Start of TEXT SECTION

1. Field of the Invention
The present invention is broadly concerned with improved floor assemblies for use in constructing thermal processing cabinets or houses such as smokehouses and chillers. More particularly, the invention is concerned with such floor assemblies, weldment frames forming a part of the floor assemblies, and completed thermal processing cabinets wherein the problems of unwanted liquid collection and inadequate load-bearing capacities are overcome.
2. Description of the Prior Art
Thermal processing of food products such as meat involves the cooking and/or chilling of these products in an upright cabinet or house. The products are placed on carriers with the latter being positioned within the cabinet or house for cooking, smoking, or chilling. The carriers may be wheeled or moveable by a forklift. The product carriers can be very heavy and accordingly the cabinet or house floor must support this weight. If the carriers are moved using a forklift, the floor must also be able to accommodate the additional weight of the forklift.
Thermal processing cabinets or houses commonly have a floor provided with a stainless steel sheet metal tread surface. Accordingly, structure must be provided for adequately supporting the tread surface. In the case of cabinets or houses with light carrier loadings, an insulated panel floor may be used. However, where heavier loadings and/or forklift weights must be accommodated, a concrete sub-floor is usually necessary.
A common method of constructing a concrete floor assembly for a thermal processing cabinet or house begins with pouring a concrete foundation having a recess large enough to accept the footprint of the cabinet or house. Such recesses are typically formed at a depth of around 2.5 inches, with one or more drain openings. Next, the cabinet or house walls are set into the recess and a pre-formed gridwork of angle iron (typically stainless steel) is placed within the confines of the cabinet or house walls and is secured to the concrete using fasteners. The gridwork is constructed to present sloped upper most surfaces leading to the drain(s). A drain fitting is next installed, followed by a second pour of concrete covering the gridwork. The second pour is then screeded to the top surface of the gridwork to provide a drainage surface, and the tread plate is then installed by welding it in place.

End of TEXT SECTION

REQUIRED WORK — Render into French this sentence from the text on floor assemblies for thermal processing cabinets: "The carriers may be wheeled or moveable by a forklift."

Start of DATASET EXTRACT

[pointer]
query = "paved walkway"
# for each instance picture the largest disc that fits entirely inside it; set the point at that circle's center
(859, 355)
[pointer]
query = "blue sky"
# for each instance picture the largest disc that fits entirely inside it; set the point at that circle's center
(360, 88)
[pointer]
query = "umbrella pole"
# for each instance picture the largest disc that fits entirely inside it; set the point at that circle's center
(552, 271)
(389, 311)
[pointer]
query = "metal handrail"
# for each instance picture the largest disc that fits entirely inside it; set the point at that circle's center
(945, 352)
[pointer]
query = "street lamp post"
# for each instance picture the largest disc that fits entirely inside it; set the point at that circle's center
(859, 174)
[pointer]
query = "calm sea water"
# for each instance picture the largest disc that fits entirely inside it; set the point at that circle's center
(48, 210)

End of DATASET EXTRACT
Start of DATASET EXTRACT

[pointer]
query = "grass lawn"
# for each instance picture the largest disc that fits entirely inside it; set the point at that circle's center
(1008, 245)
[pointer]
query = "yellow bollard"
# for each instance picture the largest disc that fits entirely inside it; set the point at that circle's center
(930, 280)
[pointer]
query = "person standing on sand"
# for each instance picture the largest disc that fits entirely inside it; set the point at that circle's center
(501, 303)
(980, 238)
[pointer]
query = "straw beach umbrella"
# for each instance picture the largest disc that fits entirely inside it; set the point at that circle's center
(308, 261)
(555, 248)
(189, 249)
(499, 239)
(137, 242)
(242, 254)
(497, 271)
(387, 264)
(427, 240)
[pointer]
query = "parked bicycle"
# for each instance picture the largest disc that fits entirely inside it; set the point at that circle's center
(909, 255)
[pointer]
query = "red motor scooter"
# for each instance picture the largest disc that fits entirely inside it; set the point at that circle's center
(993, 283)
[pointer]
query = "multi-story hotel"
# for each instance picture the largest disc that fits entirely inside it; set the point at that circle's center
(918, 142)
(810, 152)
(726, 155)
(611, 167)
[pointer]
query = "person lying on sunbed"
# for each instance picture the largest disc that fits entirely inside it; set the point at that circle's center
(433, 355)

End of DATASET EXTRACT

RESPONSE TO THE EXERCISE — Les supports peuvent être munis de roues ou déplaçables au moyen d'un chariot élévateur.